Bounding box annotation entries
⟨
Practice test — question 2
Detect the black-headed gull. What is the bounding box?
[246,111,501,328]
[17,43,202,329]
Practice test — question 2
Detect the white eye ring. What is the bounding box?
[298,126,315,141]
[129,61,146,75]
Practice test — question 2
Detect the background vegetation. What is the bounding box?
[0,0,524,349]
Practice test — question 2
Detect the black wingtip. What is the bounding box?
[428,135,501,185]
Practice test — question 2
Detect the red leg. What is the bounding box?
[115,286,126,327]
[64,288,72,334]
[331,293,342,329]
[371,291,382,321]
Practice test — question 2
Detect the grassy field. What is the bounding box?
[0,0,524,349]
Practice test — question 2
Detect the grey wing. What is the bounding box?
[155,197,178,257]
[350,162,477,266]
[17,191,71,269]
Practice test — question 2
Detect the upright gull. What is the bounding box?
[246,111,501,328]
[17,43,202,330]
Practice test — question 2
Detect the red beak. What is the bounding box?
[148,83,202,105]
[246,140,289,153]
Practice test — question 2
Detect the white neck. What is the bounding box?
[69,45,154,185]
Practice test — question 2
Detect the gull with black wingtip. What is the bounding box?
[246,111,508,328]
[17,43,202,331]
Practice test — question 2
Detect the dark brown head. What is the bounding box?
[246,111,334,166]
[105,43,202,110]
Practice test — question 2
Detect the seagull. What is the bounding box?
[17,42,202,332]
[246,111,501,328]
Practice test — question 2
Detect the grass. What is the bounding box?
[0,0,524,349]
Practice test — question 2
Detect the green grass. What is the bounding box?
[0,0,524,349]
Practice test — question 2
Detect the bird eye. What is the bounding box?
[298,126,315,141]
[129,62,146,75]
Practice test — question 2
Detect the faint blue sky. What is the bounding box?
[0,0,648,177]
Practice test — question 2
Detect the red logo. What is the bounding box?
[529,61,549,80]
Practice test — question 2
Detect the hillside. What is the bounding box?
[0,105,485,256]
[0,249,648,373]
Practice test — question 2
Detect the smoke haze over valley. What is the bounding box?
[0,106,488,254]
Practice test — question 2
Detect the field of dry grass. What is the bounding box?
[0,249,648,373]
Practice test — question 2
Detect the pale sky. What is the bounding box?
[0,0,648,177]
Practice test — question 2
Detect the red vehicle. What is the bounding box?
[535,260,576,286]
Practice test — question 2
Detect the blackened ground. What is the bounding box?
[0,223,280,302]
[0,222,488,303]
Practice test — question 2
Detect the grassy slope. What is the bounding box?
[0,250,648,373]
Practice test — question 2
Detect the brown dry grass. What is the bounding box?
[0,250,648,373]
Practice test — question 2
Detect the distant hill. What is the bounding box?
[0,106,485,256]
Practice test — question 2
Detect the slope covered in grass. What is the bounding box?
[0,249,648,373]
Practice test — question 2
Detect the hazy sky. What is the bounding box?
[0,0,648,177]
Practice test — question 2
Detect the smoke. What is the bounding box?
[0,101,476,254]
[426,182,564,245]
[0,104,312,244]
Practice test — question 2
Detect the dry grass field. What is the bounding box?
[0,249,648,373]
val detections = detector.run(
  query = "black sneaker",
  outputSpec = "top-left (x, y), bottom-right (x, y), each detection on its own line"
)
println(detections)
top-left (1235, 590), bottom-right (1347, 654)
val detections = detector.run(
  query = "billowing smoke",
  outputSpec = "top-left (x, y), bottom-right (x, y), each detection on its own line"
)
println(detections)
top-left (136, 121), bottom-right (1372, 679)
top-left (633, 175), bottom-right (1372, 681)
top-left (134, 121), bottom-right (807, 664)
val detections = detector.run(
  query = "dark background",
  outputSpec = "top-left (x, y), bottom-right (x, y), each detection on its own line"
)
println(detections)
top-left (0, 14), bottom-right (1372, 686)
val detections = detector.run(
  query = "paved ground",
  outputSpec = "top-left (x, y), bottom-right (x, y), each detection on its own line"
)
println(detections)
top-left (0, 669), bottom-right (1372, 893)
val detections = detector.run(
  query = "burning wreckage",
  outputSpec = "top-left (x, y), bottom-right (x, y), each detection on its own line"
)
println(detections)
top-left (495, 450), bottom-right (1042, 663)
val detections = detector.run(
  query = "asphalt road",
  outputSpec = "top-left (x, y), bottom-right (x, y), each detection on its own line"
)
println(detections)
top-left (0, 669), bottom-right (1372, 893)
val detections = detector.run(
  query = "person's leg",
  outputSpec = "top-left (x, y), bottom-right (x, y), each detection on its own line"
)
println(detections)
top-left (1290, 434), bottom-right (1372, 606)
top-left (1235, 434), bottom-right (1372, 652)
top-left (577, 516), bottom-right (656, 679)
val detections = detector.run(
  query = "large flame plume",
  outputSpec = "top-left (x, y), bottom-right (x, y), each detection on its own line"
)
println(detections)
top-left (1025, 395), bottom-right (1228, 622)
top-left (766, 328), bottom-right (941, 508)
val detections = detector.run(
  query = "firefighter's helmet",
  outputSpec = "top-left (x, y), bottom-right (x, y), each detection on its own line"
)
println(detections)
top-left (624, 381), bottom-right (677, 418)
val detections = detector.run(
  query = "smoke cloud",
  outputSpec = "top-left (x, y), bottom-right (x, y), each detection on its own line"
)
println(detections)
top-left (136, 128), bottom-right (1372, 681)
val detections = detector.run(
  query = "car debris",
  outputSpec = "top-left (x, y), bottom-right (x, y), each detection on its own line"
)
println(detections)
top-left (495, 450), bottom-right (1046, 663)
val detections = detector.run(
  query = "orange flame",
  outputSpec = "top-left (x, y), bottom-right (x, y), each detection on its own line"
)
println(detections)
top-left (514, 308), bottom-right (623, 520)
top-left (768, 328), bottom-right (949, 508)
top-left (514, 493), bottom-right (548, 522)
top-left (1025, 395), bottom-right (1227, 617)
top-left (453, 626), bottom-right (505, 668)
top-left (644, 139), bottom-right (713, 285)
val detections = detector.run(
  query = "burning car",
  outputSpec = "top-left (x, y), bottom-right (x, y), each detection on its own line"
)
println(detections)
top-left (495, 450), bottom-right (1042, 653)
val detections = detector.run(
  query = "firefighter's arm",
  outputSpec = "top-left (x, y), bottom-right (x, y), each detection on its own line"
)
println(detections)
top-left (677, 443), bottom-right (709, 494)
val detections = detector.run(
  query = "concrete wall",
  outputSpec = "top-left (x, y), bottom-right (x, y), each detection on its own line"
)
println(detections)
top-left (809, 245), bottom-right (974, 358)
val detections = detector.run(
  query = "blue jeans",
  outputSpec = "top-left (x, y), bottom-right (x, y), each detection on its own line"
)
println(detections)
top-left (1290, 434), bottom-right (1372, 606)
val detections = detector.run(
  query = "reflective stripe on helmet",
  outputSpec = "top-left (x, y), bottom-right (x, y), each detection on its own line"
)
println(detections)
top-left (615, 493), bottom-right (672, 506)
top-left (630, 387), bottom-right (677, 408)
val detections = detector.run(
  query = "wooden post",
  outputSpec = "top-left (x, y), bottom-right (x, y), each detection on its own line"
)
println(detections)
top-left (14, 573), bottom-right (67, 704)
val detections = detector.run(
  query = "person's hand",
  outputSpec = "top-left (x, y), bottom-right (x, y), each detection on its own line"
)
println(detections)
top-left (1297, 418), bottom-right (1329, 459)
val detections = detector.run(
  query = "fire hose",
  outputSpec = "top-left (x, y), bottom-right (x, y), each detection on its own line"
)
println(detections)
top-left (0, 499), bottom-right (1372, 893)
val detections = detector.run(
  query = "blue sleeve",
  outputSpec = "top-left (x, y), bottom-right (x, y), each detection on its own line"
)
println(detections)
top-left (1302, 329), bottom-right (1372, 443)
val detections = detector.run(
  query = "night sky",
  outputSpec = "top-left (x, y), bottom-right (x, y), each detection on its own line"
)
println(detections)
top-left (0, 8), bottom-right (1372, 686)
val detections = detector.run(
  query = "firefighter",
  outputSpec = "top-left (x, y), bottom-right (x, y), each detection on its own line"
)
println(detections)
⟩
→ **Your task**: Rewrite the material from its start through the line holding "[129,61,146,75]", inclusive, with "Detect" swapped for "Locate" and nothing else changed. Give only those lines.

→ **Finished task**:
Practice test — question 2
Locate the black-headed gull. What is the bounding box?
[246,111,501,328]
[17,43,202,329]
Practice test — question 2
Locate the white eye ring. What is the bounding box?
[298,126,315,141]
[129,61,146,75]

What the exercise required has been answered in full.